Format the lines starting at the one containing "Where can the player celebrating" and ending at the one containing "x=87, y=181" as a Markdown table with the columns Row and Line, giving each a row number and skipping any blank lines.

━━━━━ WORKING DATA

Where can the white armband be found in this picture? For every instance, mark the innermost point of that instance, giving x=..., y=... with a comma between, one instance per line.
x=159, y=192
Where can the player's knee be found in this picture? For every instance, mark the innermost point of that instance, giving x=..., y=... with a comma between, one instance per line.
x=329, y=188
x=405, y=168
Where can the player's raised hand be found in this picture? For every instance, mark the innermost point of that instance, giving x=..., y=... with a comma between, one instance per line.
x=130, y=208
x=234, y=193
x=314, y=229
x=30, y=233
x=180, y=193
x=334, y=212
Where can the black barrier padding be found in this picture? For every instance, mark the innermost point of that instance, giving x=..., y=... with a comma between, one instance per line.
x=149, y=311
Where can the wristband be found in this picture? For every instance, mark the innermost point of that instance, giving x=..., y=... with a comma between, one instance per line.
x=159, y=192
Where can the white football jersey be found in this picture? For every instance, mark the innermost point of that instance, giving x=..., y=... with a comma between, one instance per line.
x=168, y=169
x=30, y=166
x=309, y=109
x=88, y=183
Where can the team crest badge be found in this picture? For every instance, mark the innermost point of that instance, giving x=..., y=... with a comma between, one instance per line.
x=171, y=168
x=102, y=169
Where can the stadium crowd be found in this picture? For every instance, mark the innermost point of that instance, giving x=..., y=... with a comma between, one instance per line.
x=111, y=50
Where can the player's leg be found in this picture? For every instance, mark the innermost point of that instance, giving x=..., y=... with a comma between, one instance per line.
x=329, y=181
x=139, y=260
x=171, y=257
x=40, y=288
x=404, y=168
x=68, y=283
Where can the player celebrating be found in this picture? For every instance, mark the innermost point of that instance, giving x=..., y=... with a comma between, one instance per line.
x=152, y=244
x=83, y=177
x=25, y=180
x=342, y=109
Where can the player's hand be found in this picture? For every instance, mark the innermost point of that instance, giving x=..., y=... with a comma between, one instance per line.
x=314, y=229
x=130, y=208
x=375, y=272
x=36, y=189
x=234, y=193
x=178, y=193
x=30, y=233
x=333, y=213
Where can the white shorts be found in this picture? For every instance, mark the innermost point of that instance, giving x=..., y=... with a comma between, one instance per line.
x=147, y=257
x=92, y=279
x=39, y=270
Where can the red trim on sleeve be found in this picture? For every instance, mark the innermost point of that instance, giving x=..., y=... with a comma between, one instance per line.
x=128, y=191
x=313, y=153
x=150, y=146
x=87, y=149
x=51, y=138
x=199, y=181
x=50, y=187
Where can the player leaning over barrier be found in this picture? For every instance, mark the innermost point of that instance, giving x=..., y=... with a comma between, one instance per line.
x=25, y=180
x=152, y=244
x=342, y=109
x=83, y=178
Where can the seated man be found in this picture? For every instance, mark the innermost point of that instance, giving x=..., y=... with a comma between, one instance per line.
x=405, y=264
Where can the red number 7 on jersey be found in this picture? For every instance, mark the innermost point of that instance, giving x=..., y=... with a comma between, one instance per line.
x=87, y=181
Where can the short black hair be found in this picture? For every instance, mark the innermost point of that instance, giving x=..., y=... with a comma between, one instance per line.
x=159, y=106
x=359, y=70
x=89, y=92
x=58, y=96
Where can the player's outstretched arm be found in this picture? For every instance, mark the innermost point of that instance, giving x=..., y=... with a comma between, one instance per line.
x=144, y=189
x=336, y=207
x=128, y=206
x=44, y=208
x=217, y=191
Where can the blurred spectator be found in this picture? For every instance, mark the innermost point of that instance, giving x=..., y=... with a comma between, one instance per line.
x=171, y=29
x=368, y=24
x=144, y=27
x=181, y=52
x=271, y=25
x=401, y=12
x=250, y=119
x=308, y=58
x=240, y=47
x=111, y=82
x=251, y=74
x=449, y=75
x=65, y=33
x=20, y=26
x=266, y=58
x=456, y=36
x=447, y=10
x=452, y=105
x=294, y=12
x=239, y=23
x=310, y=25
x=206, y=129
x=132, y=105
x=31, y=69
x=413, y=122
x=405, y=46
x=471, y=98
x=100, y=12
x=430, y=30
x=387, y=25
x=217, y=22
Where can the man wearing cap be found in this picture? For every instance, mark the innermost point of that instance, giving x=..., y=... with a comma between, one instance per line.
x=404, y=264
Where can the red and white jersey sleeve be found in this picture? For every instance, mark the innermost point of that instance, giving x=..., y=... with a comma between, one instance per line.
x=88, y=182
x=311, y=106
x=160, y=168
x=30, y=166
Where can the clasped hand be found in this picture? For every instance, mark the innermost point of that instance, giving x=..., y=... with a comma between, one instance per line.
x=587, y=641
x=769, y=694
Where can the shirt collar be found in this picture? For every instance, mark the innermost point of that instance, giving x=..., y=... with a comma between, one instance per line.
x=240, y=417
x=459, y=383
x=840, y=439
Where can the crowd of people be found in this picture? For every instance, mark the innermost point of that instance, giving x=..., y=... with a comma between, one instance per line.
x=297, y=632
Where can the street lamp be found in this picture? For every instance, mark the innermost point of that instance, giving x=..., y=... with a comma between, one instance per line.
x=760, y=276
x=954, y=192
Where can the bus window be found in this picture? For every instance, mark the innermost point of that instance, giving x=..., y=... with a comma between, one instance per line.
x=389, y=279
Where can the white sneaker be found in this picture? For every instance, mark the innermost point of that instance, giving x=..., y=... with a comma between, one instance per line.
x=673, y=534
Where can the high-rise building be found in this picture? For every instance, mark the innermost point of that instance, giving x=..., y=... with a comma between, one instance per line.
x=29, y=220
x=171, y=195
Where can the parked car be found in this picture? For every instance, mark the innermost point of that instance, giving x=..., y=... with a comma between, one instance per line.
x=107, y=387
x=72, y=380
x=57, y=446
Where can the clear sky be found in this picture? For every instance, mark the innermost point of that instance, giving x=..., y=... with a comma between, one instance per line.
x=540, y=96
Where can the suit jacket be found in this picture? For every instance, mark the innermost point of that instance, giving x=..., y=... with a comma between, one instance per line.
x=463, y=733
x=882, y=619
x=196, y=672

━━━━━━━━━━

> [CORRECT RESULT]:
| Row | Line |
|---|---|
| 1 | Where can the player celebrating be found in this picture? For every instance, mark the innermost point of that instance, giving x=..., y=... with a comma between, one instance per line. |
| 2 | x=152, y=244 |
| 3 | x=83, y=177 |
| 4 | x=25, y=180 |
| 5 | x=342, y=109 |
| 6 | Where can the player's hand be found in this picture? For every instance, mark the innermost point of that instance, giving x=..., y=... with a comma between, one instance per line. |
| 7 | x=314, y=229 |
| 8 | x=130, y=208 |
| 9 | x=375, y=272 |
| 10 | x=36, y=189 |
| 11 | x=234, y=193 |
| 12 | x=178, y=193 |
| 13 | x=30, y=233 |
| 14 | x=333, y=213 |
| 15 | Where can the white shorts be found in this picture? For every instance, mark the innermost point of that instance, giving x=..., y=... with a comma between, one instance per line. |
| 16 | x=147, y=257 |
| 17 | x=92, y=279 |
| 18 | x=39, y=270 |
| 19 | Where can the red trim on sleeve be found in this picture? For every instance, mark the innermost point of that instance, giving x=..., y=... with a comma between, one instance per line. |
| 20 | x=128, y=191 |
| 21 | x=313, y=153 |
| 22 | x=150, y=146 |
| 23 | x=87, y=149 |
| 24 | x=51, y=138 |
| 25 | x=199, y=181 |
| 26 | x=50, y=187 |
| 27 | Where can the player leaning over barrier be found in this picture? For every instance, mark the innermost point of that instance, giving x=..., y=... with a comma between, one instance per line. |
| 28 | x=25, y=180 |
| 29 | x=152, y=244 |
| 30 | x=342, y=109 |
| 31 | x=83, y=178 |
| 32 | Where can the seated man be found in this picture? For every instance, mark the innermost point of that instance, giving x=..., y=... with a comma between, one instance per line. |
| 33 | x=405, y=264 |
| 34 | Where can the red number 7 on jersey be found in this picture? For every instance, mark the innermost point of that instance, giving x=..., y=... with a comma between, one instance per line. |
| 35 | x=87, y=181 |